* [What this task involves]:
Show every line of the data below that contains the word "patch", copying each line in full.

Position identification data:
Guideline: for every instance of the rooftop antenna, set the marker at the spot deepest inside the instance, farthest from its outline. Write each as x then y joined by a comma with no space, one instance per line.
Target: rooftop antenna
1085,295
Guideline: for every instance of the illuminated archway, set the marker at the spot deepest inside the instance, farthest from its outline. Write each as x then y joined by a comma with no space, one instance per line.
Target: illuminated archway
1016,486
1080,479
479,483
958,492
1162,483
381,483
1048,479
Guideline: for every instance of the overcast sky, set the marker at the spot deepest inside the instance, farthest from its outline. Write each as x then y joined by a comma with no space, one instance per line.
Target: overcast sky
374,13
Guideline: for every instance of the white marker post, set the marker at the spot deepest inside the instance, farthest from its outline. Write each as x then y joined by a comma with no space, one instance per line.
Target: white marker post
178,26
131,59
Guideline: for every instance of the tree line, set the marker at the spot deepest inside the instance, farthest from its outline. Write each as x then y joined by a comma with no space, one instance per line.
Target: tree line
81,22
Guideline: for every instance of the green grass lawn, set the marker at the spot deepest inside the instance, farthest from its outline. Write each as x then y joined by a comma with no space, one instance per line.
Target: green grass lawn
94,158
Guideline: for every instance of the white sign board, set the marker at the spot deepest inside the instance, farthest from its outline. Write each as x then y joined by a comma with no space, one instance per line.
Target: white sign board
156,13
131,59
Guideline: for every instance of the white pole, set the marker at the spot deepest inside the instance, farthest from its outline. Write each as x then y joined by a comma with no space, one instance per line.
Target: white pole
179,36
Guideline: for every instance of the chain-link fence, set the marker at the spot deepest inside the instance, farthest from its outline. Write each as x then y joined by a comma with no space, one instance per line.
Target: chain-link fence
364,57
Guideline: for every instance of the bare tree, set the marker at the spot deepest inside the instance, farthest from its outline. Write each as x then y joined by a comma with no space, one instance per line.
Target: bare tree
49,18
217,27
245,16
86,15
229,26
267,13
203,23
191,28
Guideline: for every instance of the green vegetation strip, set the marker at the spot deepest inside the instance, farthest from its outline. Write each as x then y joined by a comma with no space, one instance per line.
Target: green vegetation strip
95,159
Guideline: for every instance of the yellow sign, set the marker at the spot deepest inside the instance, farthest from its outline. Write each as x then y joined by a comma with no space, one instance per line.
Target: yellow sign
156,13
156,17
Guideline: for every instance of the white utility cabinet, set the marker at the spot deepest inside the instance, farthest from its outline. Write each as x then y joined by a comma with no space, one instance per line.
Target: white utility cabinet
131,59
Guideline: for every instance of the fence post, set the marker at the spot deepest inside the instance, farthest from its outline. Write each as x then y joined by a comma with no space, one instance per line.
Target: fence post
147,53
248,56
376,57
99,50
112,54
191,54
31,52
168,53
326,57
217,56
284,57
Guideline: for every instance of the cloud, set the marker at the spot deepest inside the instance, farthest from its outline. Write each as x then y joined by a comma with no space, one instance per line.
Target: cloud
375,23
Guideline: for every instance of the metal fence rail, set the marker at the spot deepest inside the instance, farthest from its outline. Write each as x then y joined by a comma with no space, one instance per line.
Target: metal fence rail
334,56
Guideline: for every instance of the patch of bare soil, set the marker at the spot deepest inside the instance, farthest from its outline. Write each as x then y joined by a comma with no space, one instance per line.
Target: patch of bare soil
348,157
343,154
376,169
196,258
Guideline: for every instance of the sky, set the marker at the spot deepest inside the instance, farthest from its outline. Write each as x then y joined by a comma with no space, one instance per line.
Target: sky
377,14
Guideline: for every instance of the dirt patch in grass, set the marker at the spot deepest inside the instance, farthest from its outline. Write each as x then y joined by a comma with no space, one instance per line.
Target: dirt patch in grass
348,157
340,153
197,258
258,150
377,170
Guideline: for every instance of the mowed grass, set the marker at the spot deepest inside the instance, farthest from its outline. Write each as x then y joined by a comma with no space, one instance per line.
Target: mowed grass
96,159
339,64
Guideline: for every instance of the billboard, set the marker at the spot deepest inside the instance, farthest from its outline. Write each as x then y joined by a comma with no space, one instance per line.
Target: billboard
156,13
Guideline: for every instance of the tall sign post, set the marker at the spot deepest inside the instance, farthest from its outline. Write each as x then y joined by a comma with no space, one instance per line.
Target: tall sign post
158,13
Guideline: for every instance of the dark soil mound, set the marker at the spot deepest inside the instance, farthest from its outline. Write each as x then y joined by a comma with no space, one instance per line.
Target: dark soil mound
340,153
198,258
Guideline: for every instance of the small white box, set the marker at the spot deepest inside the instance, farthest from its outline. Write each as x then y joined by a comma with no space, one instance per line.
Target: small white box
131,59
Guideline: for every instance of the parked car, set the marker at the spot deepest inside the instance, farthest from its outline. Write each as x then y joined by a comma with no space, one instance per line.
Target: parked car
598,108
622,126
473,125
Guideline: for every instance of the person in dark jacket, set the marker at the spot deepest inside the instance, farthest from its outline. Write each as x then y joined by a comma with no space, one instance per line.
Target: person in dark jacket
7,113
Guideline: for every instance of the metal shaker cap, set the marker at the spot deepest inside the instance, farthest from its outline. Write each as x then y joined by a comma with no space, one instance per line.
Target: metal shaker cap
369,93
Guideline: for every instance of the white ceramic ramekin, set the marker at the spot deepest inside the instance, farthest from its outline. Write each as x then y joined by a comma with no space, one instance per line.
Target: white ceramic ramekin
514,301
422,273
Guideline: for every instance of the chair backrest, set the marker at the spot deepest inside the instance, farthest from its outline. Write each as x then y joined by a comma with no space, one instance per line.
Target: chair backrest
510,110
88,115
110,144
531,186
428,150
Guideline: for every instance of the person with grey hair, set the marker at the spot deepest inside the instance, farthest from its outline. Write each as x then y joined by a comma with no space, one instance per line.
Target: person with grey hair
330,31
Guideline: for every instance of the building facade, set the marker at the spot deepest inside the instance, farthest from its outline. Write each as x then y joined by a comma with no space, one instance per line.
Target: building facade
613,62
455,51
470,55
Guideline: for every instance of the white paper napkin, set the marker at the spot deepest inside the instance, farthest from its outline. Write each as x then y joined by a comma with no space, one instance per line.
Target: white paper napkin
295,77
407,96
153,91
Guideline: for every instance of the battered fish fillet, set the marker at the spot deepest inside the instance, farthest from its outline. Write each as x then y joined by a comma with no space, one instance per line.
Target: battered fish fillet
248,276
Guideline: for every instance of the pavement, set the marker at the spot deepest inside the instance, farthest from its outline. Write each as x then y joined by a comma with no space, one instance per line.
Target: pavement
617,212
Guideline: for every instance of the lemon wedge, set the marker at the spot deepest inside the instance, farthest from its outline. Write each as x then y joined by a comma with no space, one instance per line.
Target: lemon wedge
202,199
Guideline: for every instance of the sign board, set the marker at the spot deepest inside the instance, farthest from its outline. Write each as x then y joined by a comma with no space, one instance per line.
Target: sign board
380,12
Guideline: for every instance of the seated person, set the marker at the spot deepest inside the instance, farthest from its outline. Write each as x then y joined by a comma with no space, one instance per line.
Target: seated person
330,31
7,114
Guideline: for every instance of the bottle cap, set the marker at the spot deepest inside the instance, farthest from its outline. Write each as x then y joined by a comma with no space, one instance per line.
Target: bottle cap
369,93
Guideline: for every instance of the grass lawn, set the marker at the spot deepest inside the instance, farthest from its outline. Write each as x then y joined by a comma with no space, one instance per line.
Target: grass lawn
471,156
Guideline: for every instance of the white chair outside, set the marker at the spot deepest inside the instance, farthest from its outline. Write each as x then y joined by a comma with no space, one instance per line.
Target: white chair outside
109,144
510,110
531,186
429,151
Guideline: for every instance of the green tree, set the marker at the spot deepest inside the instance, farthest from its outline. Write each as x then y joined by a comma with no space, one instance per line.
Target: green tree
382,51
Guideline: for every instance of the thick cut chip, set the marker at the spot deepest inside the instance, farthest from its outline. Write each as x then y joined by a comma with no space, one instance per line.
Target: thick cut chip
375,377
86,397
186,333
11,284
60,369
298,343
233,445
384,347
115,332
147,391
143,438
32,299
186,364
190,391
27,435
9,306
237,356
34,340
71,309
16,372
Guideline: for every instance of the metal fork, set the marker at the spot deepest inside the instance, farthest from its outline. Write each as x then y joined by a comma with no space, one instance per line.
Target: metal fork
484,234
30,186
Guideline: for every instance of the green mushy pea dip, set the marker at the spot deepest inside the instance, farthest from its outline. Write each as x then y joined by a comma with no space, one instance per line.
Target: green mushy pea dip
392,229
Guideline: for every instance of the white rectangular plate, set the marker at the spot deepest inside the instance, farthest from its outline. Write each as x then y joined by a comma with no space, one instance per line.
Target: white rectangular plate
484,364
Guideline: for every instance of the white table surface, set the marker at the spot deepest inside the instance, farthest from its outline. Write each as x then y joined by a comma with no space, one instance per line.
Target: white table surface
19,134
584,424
...
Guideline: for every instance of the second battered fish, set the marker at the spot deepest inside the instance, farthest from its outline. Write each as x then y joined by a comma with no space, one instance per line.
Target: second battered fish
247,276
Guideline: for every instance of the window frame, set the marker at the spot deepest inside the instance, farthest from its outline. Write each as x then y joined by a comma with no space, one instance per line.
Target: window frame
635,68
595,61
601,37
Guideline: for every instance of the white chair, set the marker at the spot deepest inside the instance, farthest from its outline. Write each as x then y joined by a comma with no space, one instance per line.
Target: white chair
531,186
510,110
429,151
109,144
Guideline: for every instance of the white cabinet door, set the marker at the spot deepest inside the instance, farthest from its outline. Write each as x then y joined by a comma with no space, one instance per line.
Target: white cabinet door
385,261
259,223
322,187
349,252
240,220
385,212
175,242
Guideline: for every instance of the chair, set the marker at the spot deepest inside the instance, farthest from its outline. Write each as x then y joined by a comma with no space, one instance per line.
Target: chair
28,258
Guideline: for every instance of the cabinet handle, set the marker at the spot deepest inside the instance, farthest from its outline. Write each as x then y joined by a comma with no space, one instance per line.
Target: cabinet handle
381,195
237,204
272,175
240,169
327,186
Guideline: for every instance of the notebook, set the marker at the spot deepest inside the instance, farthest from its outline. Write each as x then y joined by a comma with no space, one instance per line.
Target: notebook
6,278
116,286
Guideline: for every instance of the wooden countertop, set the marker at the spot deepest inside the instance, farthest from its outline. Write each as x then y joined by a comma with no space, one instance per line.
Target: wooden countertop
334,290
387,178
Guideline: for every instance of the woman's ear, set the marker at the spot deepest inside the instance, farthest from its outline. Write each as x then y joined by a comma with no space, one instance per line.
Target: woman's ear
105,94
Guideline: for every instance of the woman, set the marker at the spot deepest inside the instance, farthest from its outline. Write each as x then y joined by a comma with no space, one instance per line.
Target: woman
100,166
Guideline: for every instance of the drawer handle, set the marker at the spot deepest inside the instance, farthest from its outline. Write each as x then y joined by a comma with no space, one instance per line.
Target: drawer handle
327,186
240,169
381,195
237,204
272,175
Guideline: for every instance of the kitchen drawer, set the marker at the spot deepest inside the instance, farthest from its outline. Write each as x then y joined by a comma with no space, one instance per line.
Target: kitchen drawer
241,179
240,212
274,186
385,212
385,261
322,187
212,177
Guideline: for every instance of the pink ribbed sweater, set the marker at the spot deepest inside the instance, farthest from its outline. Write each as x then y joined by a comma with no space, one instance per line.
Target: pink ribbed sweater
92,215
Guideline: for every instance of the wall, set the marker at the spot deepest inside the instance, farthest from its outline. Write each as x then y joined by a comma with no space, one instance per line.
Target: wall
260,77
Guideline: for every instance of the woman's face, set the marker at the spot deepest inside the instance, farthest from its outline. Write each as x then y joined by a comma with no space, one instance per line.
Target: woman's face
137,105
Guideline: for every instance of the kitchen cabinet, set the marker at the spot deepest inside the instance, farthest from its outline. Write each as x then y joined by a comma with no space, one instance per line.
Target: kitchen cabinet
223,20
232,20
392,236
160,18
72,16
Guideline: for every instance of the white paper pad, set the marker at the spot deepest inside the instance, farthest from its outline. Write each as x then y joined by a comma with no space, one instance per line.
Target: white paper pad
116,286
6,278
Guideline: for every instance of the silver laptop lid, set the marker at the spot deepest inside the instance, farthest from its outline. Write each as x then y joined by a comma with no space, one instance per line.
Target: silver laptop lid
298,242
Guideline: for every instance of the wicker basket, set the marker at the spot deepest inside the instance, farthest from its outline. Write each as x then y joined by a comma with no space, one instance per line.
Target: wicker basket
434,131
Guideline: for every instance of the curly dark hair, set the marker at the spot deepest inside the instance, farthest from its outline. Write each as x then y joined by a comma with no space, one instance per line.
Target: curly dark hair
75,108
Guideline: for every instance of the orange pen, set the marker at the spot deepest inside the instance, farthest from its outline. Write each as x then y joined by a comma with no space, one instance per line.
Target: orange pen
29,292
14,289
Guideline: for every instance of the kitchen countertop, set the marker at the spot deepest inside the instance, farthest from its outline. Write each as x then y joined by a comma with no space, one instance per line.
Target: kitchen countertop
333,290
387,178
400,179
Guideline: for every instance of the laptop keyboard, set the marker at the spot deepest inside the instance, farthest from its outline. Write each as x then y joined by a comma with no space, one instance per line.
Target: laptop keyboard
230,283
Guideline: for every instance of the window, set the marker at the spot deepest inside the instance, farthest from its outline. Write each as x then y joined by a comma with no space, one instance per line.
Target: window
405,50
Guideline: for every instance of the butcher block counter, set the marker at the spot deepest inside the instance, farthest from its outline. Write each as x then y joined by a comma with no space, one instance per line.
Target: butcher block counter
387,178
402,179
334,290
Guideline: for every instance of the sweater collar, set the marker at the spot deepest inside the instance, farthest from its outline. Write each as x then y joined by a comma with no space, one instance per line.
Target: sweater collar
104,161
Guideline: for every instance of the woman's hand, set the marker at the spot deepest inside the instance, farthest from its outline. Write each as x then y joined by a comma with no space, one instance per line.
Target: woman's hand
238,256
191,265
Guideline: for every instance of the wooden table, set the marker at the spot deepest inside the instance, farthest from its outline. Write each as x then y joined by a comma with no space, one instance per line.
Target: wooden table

* [The reply]:
Guideline: for every instance of the patch of bare soil, set the marker at the spot deepest inside the instance, farthest from its outline. Write each as x then y joined by a comma with no space, one instance per line.
Target: patch of bare soil
Guideline: for every instance of the dirt patch in grass, set the marker at the spot deepest inside the instance, farthest from its outline. Write each as x then y joined by a comma with no space, one instance per line.
Target: dirt patch in grass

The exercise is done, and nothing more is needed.